▸ **SELECTED EXCERPT**:
▼

3 / 11 / 2024
MARVEL LEVEL 2
Task 1:
SubTask 1:Linear Regression - Predicting Home Prices
In this task, I used linear regression to predict home prices based on various factors like location, size, and number of bedrooms. By using scikit-learn
's linear_model.LinearRegression()
function, I built a model that could analyze these variables and output price predictions. The process included preparing the dataset—cleaning up missing values and selecting important features—to ensure accuracy. Ultimately, I was able to train the model and make realistic predictions on housing prices, gaining practical experience with linear regression techniques in Python.
Subtask 2:Logistic Regression - Iris Species Classification
In this task, I trained a logistic regression model to classify different species of the Iris flower based on features such as sepal length, sepal width, petal length, and petal width. Using scikit-learn
's linear_model.LogisticRegression
, I built and trained the model on the famous Iris dataset, which provided labeled data for each flower species. After training, the model could successfully distinguish between species with a high accuracy. This exercise helped deepen my understanding of logistic regression for classification tasks in Python.
Task 2:
Subtask 1: Plotting Basics - Exploring Plot Characteristics
In this task, I explored various fundamental characteristics of plotting using Python libraries, primarily matplotlib
. I learned how to set axis labels and define axis limits to improve plot readability. Additionally, I created figures with multiple subplots to display various datasets side-by-side, added legends to distinguish between different data series, and saved the final plots as PNG files. This task provided a solid foundation in essential plotting techniques, which are crucial for data visualization and analysis.
Subtask 2: Plot Types Exploration
In this task, I explored a variety of plot types using Python's visualization libraries, primarily matplotlib
and seaborn
. This included creating line and area plots, scatter and bubble plots with the Iris dataset, and various bar plots (simple, grouped, and stacked) to represent categorical data. I also worked with histograms to analyze distributions, pie charts for proportional data, and box and violin plots to visualize data spread and variability.
Additionally, I explored more advanced visualization types, such as marginal plots, contour plots, heatmaps, and 3D plots, each offering unique insights for different data structures. This exercise helped me build a comprehensive toolkit for visualizing data in Python, tailored to different analytical needs.
Subtask 3: Multivariate Distribution and Clustering
In this task, I created a multivariate distribution plot using the given dataset to facilitate a classification task. This involved visualizing the relationships between multiple variables and understanding how they interact with one another. I employed techniques such as pair plots and contour plots to identify potential clusters within the data.
This exploration provided an elementary understanding of clustering concepts, which will be further examined in future tasks. The insights gained from this analysis are crucial for determining how to group data points based on their features effectively.
Task 3: NumPy Array Generation
In this task, I utilized NumPy to generate arrays with specific characteristics. First, I created an array by repeating a smaller array across each dimension, demonstrating how to manipulate array shapes and sizes effectively. This allowed for a deeper understanding of multidimensional arrays and their applications.

▲

▸ **WORK INSTRUCTION A**:
According to the Level 2 report, which scikit-learn function was used to build the model that predicts home prices?
▸ **WORK INSTRUCTION B**:
Mark each statement below as yes or no according to whether it agrees with the Level 2 report, and quote the deciding words from the report.
(i) The Iris species were classified using sepal and petal measurements.
(ii) In the plotting basics subtask, the final plots were saved as JPEG files.
(iii) Scatter and bubble plots were made with the Iris dataset.

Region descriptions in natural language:
▼

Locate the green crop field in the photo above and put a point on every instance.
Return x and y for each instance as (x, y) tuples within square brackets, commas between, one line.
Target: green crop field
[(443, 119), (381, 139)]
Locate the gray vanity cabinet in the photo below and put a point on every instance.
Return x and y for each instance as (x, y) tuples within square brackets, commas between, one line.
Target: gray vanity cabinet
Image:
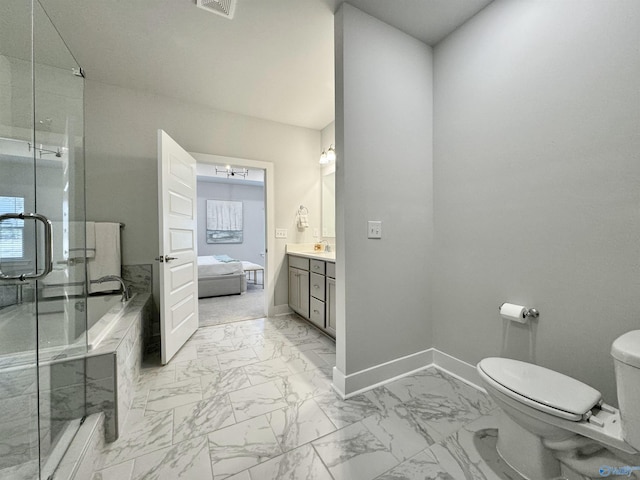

▲

▸ **EXERCISE ANSWER A**:
linear_model.LinearRegression()

▸ **EXERCISE ANSWER B**:
(i) Yes: "based on features such as sepal length, sepal width, petal length, and petal width"
(ii) No: "saved the final plots as PNG files"
(iii) Yes: "scatter and bubble plots with the Iris dataset"